DOCUMENT SECTION →

····················

Subject: Re: Redoing file system suspension API (update)
To: YAMAMOTO Takashi <yamt@mwd.biglobe.ne.jp>
From: Juergen Hannken-Illjes <hannken@eis.cs.tu-bs.de>
List: tech-kern
Date: 06/21/2006 13:34:38
On Wed, Jun 21, 2006 at 08:02:56PM +0900, YAMAMOTO Takashi wrote:
> > > > > first of all, i tend to think filesystem snapshot thing should be done
> > > > > entirely in filesystem-dependent code.
> > > > 
> > > > Depends on what to expect from suspension.  I expect a file system state
> > > > where system calls are the atomic operations.
> > > 
> > > isn't it almost the same as VOPs?  (with some exceptions, of course)
> > 
> > And how would you explain this to a programmer/user?
> >   A suspended file system is in a state where VOPs are the atomic operations.
> >   Look at the kernel source what this might mean for your application.
> > 
> > I think it is a much cleaner way to use system calls as atomic operations.
> > 
> > Doing it inside file systems you may also lose the "no locked vnodes" property.
> 
> we should turn (most part of) vnode lock into filesystem internal as well. :)
> 
> well, i think neither syscalls or individual VOPs are appropriate
> for your purpose.  what you need is the intermediate.  ie. a set of VOPs.
> 
> for example,
> 
> int
> vn_remove(const char *path)
> {
> 
> 	lookup_parent(..., &dvp, ...);
> 
> 	vngate_enter(dvp->v_mount);
> 	lock(dvp);
> 	lookup_lastcomponent(dvp, &vp, ..);
> 	VOP_REMOVE(dvp, vp, ...);
> 	vngate_leave(dvp->v_mount);
> }

Why do you think "lookup_parent()" does not change file system data/metadata?

What if we make lookup() gate-aware?

	- add struct mount *ni_gate, *ni_dgate to struct nameidata
	- add an option KEEPGATES to namei() so namei() either leaves
	  the gates on return or keeps them if KEEPGATES is given.

and this becomes

	NDINIT(..., KEEPGATES, ...)
	namei(&nd);
	VOP_LEASE(...)
	...
	VOP_REMOVE(nd.ni_dvp, nd.ni_vp, ...);
	vngate_leave(nd.ni_dvp->v_mount);
	vngate_leave(nd.ni_vp->v_mount);

> > > > > i don't think it's desirable for each subsystems to put their own
> > > > > random hooks in these places.
> > > > 
> > > > It is possible to put the suspend/resume around calls to device
> > > > functions (d_open, d_read etc) in spec_vnops, device functions (so_receive,
> > > > so_send etc) in fifo_vnops.c, around ttywait(), selcommon() and pollcommon().
> > > > That is what I did in my first proposal.
> > > 
> > > i don't think this suspend/resume is a good idea at all.
> > 
> > We will need it for a file system external implementation.  We cannot ignore
> > gating for VCHR/VBLK vnodes as they may change meta data.  ffs_specop already
> > does this.  And they might go to long sleep holding a suspension for possibly
> > infinite time.
> 
> i think you can call vngate_leave in eg. ufsspec_read.

····················

DATASET →
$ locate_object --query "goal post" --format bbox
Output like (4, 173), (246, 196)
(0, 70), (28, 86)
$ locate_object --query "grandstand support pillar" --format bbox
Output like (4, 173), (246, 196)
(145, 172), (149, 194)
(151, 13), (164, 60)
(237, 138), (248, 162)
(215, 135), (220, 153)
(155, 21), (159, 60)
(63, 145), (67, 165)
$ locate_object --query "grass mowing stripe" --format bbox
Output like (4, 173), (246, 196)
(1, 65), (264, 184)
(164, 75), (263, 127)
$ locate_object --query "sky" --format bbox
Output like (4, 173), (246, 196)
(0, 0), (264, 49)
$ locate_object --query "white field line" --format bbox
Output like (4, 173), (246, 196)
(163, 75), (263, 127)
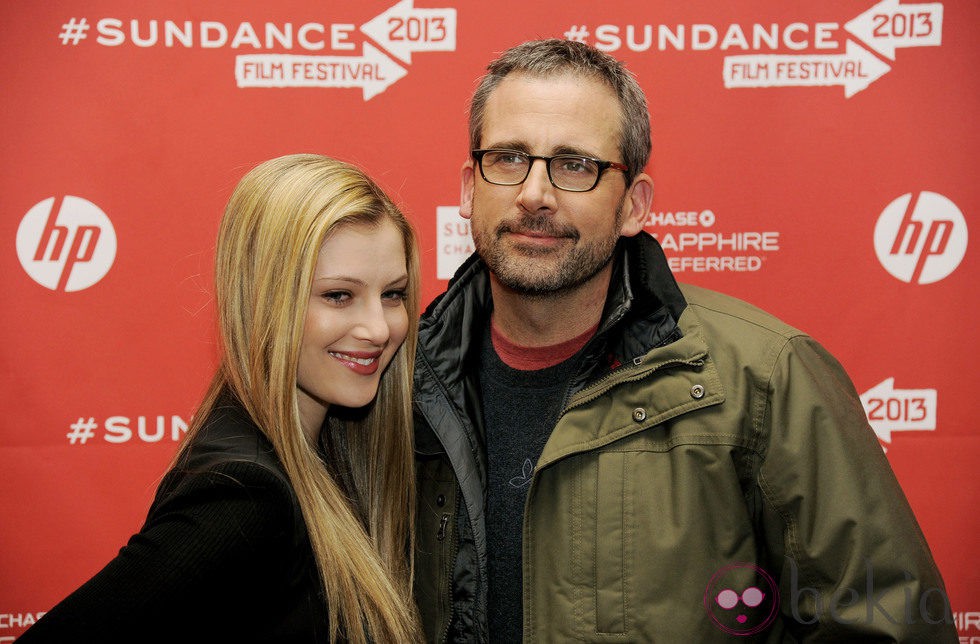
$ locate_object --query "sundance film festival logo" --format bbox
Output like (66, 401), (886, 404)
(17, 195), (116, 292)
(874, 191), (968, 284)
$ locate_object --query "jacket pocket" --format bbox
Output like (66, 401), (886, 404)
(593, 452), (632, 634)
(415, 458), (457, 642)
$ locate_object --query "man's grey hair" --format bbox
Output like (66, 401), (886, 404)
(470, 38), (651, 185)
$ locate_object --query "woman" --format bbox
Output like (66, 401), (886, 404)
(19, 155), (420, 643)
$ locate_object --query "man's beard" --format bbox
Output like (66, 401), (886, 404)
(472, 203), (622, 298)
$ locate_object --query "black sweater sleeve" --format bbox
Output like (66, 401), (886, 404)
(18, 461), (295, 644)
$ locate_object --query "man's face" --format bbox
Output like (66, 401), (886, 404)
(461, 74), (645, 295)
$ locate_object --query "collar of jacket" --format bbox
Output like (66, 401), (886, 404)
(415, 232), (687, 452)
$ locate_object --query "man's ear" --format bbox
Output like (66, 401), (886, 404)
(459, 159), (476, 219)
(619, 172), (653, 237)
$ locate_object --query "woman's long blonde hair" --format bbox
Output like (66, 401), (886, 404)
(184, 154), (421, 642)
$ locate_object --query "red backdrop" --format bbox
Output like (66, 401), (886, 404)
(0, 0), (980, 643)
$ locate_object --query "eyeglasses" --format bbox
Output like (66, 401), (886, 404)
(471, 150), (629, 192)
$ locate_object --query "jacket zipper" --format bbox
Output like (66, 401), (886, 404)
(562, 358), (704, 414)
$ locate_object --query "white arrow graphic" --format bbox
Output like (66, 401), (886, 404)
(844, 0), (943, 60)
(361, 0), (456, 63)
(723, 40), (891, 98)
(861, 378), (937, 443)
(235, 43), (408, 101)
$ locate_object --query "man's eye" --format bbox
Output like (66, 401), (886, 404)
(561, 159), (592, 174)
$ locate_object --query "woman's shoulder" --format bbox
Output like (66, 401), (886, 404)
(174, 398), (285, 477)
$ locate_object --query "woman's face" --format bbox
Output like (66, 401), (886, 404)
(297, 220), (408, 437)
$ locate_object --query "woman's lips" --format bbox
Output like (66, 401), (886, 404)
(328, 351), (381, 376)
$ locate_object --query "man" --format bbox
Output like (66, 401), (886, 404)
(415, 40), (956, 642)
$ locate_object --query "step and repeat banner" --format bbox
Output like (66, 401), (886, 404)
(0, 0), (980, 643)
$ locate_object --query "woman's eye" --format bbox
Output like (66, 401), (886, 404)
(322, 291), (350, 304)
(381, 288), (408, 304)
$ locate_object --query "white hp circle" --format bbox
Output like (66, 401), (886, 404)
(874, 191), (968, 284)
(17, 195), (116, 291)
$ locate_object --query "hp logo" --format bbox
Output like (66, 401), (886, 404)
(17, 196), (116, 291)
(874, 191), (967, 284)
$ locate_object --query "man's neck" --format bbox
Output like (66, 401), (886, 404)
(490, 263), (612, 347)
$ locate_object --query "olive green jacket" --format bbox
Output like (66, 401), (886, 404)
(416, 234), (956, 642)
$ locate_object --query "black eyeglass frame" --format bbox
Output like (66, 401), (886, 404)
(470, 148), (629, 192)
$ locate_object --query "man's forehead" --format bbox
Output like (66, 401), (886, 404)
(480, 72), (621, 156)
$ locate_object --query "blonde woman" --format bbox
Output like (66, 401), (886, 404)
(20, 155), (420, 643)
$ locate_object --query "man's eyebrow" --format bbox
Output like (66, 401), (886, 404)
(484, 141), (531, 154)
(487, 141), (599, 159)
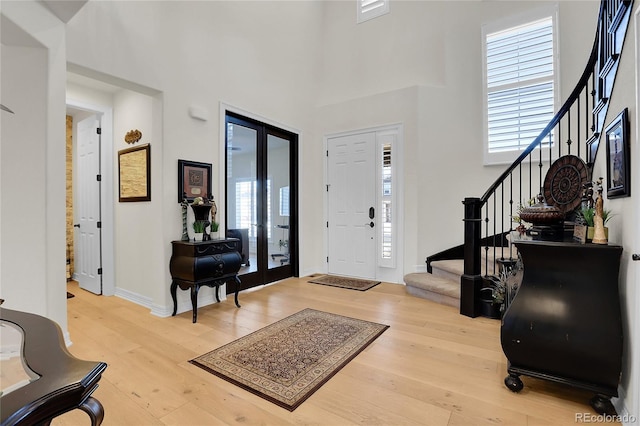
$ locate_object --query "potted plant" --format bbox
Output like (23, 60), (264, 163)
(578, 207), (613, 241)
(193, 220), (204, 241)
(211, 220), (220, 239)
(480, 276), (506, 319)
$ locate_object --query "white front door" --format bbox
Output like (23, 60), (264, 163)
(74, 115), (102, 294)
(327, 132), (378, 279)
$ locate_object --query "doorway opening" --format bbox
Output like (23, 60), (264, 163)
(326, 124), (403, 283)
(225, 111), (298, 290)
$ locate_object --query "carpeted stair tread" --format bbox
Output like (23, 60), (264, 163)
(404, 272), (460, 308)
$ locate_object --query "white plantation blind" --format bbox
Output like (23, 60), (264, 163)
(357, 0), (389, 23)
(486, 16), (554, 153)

····················

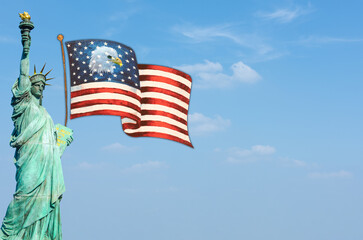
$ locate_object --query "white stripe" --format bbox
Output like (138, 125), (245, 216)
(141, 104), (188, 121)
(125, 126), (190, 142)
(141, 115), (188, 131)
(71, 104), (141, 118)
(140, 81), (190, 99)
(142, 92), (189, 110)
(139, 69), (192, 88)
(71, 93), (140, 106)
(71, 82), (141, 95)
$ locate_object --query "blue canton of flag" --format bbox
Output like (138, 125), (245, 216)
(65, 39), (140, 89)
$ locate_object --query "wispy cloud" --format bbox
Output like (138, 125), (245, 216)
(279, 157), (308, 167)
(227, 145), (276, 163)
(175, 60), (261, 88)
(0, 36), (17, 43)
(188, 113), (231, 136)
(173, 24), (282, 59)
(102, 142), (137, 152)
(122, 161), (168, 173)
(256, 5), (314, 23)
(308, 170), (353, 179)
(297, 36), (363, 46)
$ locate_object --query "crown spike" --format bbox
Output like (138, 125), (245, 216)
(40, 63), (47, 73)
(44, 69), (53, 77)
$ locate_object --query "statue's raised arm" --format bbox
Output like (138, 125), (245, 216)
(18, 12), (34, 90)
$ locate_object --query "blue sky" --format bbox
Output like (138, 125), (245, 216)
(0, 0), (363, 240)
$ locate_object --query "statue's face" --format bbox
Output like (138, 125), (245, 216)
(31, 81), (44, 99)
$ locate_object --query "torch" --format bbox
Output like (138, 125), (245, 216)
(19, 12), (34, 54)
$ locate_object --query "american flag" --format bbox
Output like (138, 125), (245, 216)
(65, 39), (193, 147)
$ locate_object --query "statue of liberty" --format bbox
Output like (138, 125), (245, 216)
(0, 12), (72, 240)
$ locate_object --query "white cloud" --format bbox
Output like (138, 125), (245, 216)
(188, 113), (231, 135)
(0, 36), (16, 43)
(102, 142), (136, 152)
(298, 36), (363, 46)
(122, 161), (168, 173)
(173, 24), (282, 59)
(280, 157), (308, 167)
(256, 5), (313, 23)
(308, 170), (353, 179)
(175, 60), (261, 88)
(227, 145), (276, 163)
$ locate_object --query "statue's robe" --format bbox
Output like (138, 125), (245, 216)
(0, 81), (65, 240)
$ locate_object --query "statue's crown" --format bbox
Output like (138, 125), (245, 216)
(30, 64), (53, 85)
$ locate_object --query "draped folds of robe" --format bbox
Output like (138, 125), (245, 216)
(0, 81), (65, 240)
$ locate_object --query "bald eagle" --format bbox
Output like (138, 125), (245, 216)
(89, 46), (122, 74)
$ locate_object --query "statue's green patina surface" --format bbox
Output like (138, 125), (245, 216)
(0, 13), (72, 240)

····················

DIRECTIVES →
[1] In the file system suspension thread, which two fields are proposed for addition to struct nameidata?
[2] In the file system suspension thread, condense the paragraph that begins "We will need it for a file system external implementation" into a short bulleted list that keeps its main facts.
[3] Continue the thread on the file system suspension API from the point where it stops.

SET OF ANSWERS →
[1] ni_gate and ni_dgate, both of type struct mount *.

[2]
- Suspend/resume is needed for a file system external implementation.
- Gating for VCHR/VBLK vnodes cannot be ignored, because they may change metadata.
- ffs_specop already does this.
- These vnodes might go to long sleep while holding a suspension, possibly for infinite time.

[3]
> yes, in this case, the caller need to ensure that it "holds"
> exactly one vngate_enter.  i don't think it's so bad.

Taken.

> > > > > > To solve the rest of 3) it adds a throttling on the first gate not involved
> > > > > > in a suspending file system.
> > > > > 
> > > > > - isn't it normal that an operation become slow when the system has
> > > > >   other activities?
> > > > 
> > > > Slow, yes. But in case of suspension the sync-to-disk becomes very slow.
> > > > Throttling other i/o reduces the time to suspension from > 5 minutes
> > > > to < 30 seconds on my test machine.
> > > 
> > > - is it true even if filesystems are backed by different disks?
> > 
> > Yes.  My test machine has root on sd0 test1..4 on sd1.  It is true for
> > the case where the load is on root and the suspension is on test1.  With
> > softdep of course.  Main problem is the softdep code is not per-mount.
> > 
> > > - why does it need the special care?
> > 
> > It solves a real problem now that may go away with updates to the softdep code
> > or the introduction of a real i/o scheduler.
> 
> it isn't clear to me why the suspension on filesystem A has a priority over
> activities on unrelated filesystem B.

Try it for yourself (on one disk if you need real problems)....

> > > > > please try to avoid putting subsystem-specific data to struct lwp.
> > > > 
> > > > If we use permanent gates we have per-thread state.  Where should this state go
> > > > if not into struct lwp?
> > > 
> > > i meant permanent gate is a bad idea.
> > 
> > Non-permanent gates have the same problem.  We must take care of long sleeps.
> 
> can you explain?
> 
> i thought
> 
> 	vngate_enter(PERMANENT)
> 	some_operations();
> 
> 	long_sleep(); /* with suspend/resume */
> 
> 	other_operations();
> 	vngate_leave_all();
> 
> could be
> 
> 	vngate_enter()
> 	some_operations();
> 	vngate_leave()
> 
> 	long_sleep(); /* without suspend/resume */
> 
> 	vngate_enter()
> 	other_operations();
> 	vngate_leave()

At least for specfs/fifofs this looks ok.

> YAMAMOTO Takashi

-- 
Juergen Hannken-Illjes - hannken@eis.cs.tu-bs.de - TU Braunschweig (Germany)